Excerpt from a dataset
────

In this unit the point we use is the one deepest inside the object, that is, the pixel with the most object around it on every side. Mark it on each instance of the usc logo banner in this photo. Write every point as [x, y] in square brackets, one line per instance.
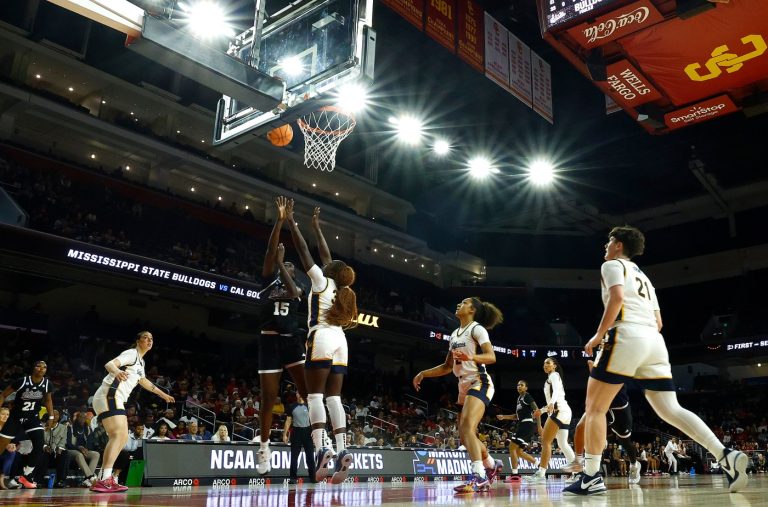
[722, 59]
[721, 50]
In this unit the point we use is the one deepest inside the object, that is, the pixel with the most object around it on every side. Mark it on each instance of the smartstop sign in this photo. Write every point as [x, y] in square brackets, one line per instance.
[208, 463]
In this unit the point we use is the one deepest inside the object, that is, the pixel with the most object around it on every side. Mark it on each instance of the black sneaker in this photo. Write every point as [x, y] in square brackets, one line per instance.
[588, 485]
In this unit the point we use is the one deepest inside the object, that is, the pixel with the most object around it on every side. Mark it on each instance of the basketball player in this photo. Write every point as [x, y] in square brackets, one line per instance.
[620, 422]
[470, 350]
[525, 427]
[332, 309]
[31, 392]
[559, 419]
[280, 343]
[633, 347]
[123, 373]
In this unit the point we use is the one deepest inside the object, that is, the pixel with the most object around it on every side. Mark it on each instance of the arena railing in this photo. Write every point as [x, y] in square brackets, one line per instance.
[419, 402]
[384, 425]
[195, 410]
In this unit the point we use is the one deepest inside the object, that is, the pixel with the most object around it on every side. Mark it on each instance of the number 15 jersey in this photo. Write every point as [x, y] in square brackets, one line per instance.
[640, 301]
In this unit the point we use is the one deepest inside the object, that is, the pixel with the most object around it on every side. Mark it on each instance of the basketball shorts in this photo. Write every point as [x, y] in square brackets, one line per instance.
[327, 348]
[562, 416]
[16, 425]
[480, 386]
[620, 421]
[631, 351]
[524, 433]
[109, 401]
[278, 351]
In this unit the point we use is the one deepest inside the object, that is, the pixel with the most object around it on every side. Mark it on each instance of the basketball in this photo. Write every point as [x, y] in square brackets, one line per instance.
[281, 135]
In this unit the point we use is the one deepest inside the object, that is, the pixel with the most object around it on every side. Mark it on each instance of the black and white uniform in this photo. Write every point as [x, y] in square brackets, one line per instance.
[281, 344]
[620, 415]
[111, 396]
[326, 343]
[473, 378]
[25, 414]
[526, 427]
[554, 392]
[633, 347]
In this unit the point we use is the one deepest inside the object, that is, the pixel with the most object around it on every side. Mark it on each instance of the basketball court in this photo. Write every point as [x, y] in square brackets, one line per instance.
[701, 490]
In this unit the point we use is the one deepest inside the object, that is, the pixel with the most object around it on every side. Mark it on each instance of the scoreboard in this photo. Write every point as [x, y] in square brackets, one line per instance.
[560, 12]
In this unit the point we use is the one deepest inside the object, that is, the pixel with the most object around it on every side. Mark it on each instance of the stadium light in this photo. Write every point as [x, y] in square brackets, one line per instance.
[352, 97]
[441, 147]
[480, 167]
[207, 20]
[409, 129]
[541, 172]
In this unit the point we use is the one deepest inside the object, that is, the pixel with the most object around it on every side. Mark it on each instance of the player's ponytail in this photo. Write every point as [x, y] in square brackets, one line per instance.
[344, 310]
[486, 314]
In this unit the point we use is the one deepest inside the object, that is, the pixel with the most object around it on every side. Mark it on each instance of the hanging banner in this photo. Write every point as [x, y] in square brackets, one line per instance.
[618, 23]
[471, 34]
[627, 86]
[542, 87]
[520, 70]
[411, 10]
[610, 105]
[441, 22]
[703, 111]
[721, 49]
[496, 51]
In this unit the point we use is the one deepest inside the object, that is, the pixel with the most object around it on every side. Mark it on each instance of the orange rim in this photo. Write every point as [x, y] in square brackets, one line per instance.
[304, 126]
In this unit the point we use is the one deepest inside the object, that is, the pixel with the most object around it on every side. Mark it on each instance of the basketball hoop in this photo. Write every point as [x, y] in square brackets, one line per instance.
[324, 130]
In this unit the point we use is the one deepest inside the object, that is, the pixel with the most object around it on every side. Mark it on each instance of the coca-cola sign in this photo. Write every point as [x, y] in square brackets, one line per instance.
[702, 111]
[618, 23]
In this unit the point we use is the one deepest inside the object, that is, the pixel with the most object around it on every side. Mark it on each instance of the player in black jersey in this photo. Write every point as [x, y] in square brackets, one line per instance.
[281, 342]
[31, 392]
[619, 419]
[526, 426]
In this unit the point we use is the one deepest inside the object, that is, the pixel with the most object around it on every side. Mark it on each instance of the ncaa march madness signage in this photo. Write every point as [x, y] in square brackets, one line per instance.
[195, 463]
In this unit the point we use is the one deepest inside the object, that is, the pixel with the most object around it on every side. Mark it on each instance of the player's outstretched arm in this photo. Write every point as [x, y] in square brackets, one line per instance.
[322, 246]
[290, 284]
[298, 239]
[274, 237]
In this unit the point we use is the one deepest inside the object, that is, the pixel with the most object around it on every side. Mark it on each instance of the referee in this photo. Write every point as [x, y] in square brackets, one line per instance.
[301, 436]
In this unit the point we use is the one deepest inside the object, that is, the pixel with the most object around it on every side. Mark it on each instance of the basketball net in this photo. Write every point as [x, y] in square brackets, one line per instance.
[324, 130]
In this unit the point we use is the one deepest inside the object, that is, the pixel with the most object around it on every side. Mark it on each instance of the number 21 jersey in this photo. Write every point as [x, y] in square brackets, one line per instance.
[640, 301]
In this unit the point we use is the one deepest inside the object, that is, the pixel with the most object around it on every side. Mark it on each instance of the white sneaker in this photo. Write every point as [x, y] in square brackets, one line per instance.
[734, 465]
[573, 467]
[264, 462]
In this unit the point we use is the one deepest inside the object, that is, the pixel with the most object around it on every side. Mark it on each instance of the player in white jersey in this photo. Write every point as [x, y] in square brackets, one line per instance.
[633, 348]
[559, 419]
[123, 373]
[332, 308]
[470, 351]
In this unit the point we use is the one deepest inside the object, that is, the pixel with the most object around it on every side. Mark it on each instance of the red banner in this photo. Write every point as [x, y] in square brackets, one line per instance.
[441, 22]
[697, 113]
[621, 22]
[721, 49]
[627, 86]
[411, 10]
[471, 34]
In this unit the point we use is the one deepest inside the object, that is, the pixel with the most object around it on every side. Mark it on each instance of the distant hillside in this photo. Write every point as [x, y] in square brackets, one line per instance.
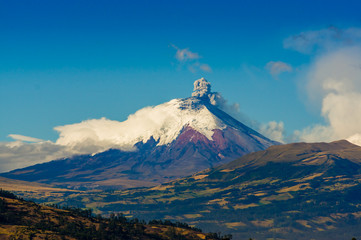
[21, 219]
[173, 140]
[294, 191]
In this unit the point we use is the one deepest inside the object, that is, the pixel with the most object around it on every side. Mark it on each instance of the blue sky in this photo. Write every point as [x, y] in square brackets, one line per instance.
[62, 62]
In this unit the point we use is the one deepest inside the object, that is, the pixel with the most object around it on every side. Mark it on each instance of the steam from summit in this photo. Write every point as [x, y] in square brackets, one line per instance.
[202, 90]
[202, 116]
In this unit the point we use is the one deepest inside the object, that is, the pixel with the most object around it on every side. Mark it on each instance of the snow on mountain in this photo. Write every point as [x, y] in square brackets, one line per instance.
[154, 145]
[163, 122]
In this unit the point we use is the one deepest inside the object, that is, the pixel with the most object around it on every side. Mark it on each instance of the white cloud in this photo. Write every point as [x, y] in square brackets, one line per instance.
[24, 138]
[185, 55]
[190, 60]
[276, 68]
[19, 154]
[273, 130]
[336, 79]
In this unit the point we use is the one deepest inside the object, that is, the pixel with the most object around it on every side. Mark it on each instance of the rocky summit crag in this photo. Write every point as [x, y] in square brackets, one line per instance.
[187, 135]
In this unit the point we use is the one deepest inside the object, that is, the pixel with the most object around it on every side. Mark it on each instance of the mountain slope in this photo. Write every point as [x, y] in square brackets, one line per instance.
[192, 134]
[20, 219]
[293, 191]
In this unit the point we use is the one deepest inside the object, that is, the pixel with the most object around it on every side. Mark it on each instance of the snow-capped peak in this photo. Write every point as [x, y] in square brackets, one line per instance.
[163, 122]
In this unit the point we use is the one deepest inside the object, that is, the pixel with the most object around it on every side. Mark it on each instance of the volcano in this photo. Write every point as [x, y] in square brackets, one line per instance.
[154, 145]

────

**Exercise instructions:**
Give back, unchanged, every line from the one with "of the snow-capped" to the end of the entries above.

**Result:**
In this unit the point we use is the one deepest inside the object, that is, the pixel with the most object around it on every side. Mark it on each instance of the snow-capped peak in this photo. Write every point as [x, y] in square brackets, one line per instance.
[163, 122]
In this unit the point we use is the one deepest inside the object, that is, the pixel with the most object around it on every side. Mark it on each instance of the volcano in this photo. Write every point as [x, y] in square brackets, one line per instance.
[154, 145]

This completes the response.